## Exercise
In the records below, list every line that contains the string "sidewalk".

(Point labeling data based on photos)
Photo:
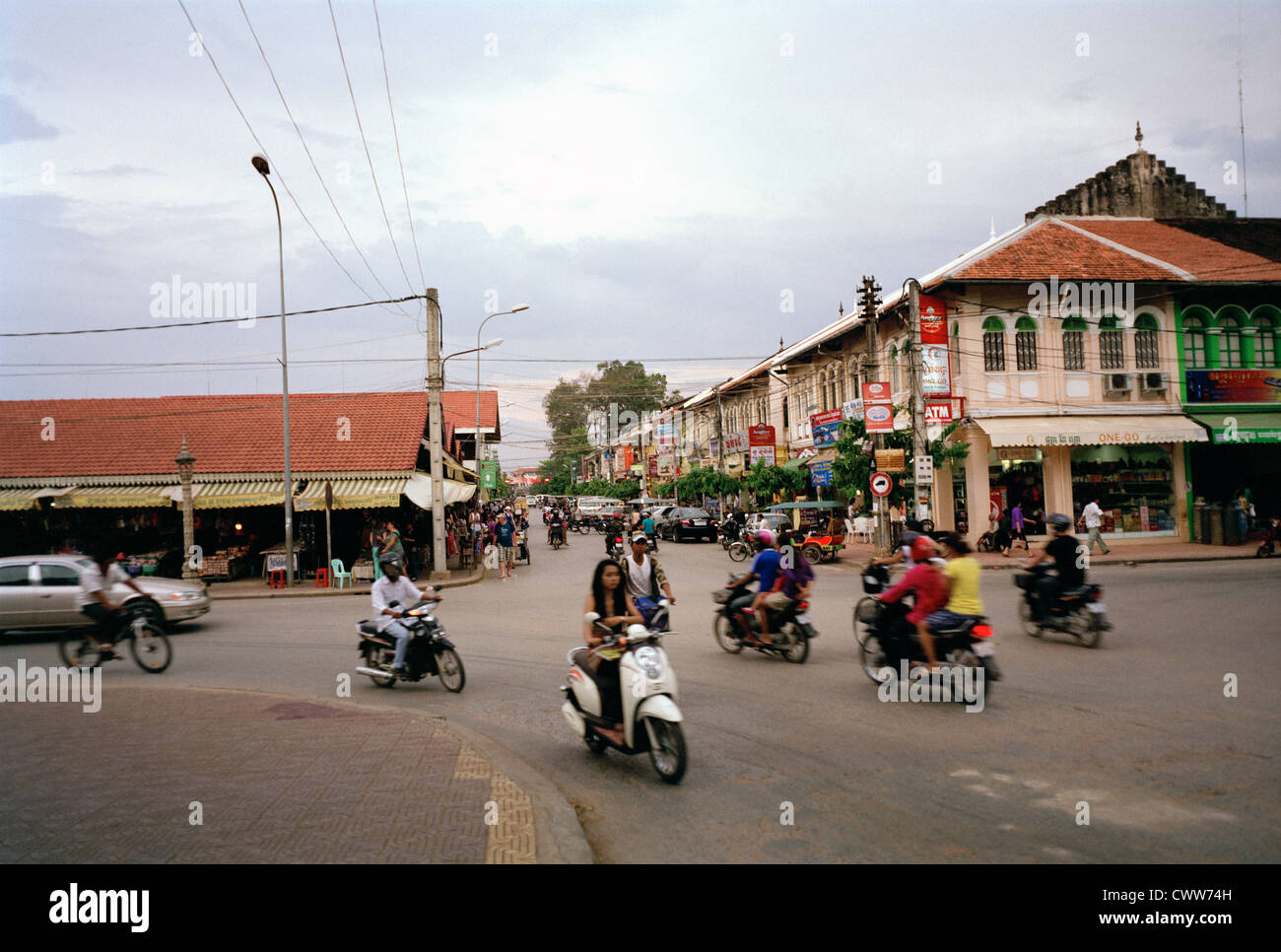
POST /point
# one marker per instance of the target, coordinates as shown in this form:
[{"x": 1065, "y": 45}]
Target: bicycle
[{"x": 148, "y": 644}]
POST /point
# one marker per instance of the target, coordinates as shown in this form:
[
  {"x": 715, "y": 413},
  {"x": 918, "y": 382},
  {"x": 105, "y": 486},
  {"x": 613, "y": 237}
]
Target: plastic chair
[{"x": 340, "y": 576}]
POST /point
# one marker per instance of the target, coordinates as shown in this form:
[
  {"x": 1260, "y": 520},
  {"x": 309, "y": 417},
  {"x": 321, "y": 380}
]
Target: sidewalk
[
  {"x": 1121, "y": 554},
  {"x": 270, "y": 778},
  {"x": 259, "y": 588}
]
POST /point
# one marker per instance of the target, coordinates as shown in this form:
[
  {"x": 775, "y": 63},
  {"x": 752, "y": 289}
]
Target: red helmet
[{"x": 922, "y": 547}]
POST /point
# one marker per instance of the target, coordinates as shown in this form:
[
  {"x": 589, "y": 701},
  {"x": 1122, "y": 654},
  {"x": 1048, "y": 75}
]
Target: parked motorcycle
[
  {"x": 790, "y": 630},
  {"x": 647, "y": 683},
  {"x": 430, "y": 652},
  {"x": 1079, "y": 611}
]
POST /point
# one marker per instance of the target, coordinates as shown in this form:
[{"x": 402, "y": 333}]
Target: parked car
[
  {"x": 690, "y": 523},
  {"x": 38, "y": 592}
]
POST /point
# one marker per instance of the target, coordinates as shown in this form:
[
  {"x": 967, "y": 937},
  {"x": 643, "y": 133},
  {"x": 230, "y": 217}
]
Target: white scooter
[{"x": 651, "y": 720}]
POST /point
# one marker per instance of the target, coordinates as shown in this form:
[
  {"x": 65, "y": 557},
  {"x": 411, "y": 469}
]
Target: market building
[{"x": 75, "y": 472}]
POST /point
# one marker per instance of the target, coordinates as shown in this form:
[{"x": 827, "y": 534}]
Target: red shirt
[{"x": 930, "y": 592}]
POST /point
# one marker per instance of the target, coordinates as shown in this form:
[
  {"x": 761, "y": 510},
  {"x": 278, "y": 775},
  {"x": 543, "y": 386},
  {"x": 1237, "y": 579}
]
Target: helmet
[{"x": 922, "y": 547}]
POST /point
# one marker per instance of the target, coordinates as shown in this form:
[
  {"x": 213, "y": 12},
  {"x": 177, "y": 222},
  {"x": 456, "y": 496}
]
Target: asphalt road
[{"x": 1139, "y": 729}]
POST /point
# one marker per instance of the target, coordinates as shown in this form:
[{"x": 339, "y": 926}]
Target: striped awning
[{"x": 353, "y": 494}]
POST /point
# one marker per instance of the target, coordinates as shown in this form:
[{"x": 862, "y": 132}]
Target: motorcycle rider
[
  {"x": 1068, "y": 567},
  {"x": 643, "y": 577},
  {"x": 610, "y": 600},
  {"x": 765, "y": 567},
  {"x": 393, "y": 587}
]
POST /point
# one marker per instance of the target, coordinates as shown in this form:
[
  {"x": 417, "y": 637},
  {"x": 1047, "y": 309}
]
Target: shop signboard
[
  {"x": 1234, "y": 385},
  {"x": 824, "y": 427}
]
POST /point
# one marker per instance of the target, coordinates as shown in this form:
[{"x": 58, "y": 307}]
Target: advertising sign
[{"x": 824, "y": 427}]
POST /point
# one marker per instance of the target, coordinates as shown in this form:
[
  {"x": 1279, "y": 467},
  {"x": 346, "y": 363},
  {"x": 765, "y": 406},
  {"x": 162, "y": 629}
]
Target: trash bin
[
  {"x": 1215, "y": 516},
  {"x": 1233, "y": 524}
]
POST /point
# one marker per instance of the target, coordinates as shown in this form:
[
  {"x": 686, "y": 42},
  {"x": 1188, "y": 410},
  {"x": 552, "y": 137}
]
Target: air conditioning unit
[
  {"x": 1117, "y": 384},
  {"x": 1154, "y": 382}
]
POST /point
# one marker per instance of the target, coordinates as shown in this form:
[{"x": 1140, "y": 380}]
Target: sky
[{"x": 653, "y": 179}]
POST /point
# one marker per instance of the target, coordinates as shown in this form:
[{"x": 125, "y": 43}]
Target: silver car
[{"x": 38, "y": 591}]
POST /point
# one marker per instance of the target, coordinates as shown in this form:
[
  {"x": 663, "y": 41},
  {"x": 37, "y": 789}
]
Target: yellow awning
[{"x": 1090, "y": 431}]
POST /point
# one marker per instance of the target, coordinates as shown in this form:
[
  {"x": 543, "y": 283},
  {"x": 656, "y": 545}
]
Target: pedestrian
[{"x": 1093, "y": 519}]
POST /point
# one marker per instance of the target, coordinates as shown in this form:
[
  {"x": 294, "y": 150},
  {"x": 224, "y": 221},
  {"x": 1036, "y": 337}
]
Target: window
[
  {"x": 1147, "y": 351},
  {"x": 1111, "y": 345},
  {"x": 1264, "y": 342},
  {"x": 1194, "y": 342},
  {"x": 1025, "y": 344},
  {"x": 1074, "y": 344},
  {"x": 1230, "y": 342},
  {"x": 993, "y": 345}
]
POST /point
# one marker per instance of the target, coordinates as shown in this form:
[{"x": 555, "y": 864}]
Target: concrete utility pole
[
  {"x": 869, "y": 298},
  {"x": 435, "y": 383},
  {"x": 920, "y": 443}
]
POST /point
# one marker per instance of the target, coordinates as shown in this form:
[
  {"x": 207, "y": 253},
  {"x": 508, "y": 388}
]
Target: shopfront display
[{"x": 1134, "y": 486}]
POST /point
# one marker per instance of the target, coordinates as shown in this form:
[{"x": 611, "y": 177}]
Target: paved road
[{"x": 1173, "y": 771}]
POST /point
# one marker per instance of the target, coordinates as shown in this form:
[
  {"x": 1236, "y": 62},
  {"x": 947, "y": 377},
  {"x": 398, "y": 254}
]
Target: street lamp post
[
  {"x": 186, "y": 468},
  {"x": 479, "y": 437},
  {"x": 260, "y": 165}
]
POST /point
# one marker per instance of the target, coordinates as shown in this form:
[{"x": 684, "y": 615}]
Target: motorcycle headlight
[{"x": 649, "y": 661}]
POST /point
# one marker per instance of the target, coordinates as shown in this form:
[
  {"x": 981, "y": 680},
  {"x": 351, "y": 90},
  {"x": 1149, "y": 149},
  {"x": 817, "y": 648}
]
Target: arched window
[
  {"x": 1264, "y": 342},
  {"x": 1074, "y": 344},
  {"x": 1194, "y": 342},
  {"x": 1230, "y": 342},
  {"x": 1111, "y": 344},
  {"x": 1147, "y": 347},
  {"x": 994, "y": 345},
  {"x": 1025, "y": 344}
]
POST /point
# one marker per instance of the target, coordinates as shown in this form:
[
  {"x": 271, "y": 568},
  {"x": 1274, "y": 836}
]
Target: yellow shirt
[{"x": 964, "y": 579}]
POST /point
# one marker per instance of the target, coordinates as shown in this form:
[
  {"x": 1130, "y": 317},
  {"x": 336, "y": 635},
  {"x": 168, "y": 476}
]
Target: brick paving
[{"x": 276, "y": 781}]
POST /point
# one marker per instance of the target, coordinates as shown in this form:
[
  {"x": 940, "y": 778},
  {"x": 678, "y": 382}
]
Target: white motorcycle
[{"x": 651, "y": 720}]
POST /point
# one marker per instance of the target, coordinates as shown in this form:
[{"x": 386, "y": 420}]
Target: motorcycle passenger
[
  {"x": 927, "y": 580},
  {"x": 643, "y": 577},
  {"x": 765, "y": 568},
  {"x": 1070, "y": 573},
  {"x": 610, "y": 600},
  {"x": 962, "y": 575},
  {"x": 93, "y": 601},
  {"x": 393, "y": 587}
]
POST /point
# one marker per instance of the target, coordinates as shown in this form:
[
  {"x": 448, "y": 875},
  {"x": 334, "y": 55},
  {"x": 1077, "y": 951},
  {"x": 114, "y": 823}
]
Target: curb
[{"x": 560, "y": 838}]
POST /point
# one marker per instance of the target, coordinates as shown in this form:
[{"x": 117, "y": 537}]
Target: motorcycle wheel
[
  {"x": 371, "y": 660},
  {"x": 728, "y": 641},
  {"x": 150, "y": 649},
  {"x": 669, "y": 758},
  {"x": 799, "y": 648},
  {"x": 872, "y": 657},
  {"x": 1026, "y": 620},
  {"x": 449, "y": 668}
]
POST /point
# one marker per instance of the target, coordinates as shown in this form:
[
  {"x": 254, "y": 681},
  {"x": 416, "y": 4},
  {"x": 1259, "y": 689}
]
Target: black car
[{"x": 690, "y": 523}]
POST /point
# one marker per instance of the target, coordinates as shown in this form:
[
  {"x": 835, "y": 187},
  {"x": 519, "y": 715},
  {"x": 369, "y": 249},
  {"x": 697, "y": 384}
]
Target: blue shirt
[{"x": 767, "y": 568}]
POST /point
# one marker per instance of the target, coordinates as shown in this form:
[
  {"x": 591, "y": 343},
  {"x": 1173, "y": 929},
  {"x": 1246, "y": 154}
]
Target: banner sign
[{"x": 1234, "y": 385}]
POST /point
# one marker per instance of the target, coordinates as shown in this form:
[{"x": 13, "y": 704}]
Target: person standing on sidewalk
[{"x": 1092, "y": 516}]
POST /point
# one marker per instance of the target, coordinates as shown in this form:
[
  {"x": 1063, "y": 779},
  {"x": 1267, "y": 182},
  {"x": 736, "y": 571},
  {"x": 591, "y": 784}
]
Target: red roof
[{"x": 227, "y": 434}]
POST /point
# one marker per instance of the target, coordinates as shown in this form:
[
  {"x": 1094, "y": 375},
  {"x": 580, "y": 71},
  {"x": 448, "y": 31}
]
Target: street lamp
[
  {"x": 260, "y": 165},
  {"x": 186, "y": 468},
  {"x": 479, "y": 437}
]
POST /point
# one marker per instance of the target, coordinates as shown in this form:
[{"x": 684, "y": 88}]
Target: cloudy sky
[{"x": 652, "y": 178}]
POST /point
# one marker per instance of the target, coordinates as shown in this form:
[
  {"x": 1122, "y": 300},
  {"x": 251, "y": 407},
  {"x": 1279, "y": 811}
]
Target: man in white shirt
[
  {"x": 95, "y": 583},
  {"x": 1093, "y": 517},
  {"x": 393, "y": 587}
]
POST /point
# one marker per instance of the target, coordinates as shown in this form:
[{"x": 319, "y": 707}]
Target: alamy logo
[{"x": 101, "y": 906}]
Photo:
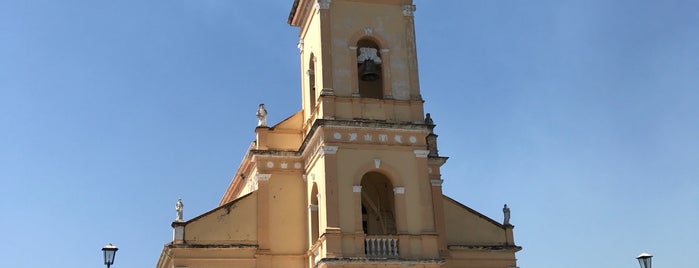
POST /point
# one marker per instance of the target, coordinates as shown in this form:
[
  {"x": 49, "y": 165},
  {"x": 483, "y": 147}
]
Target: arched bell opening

## Response
Target: sidewalk
Target: person standing on sidewalk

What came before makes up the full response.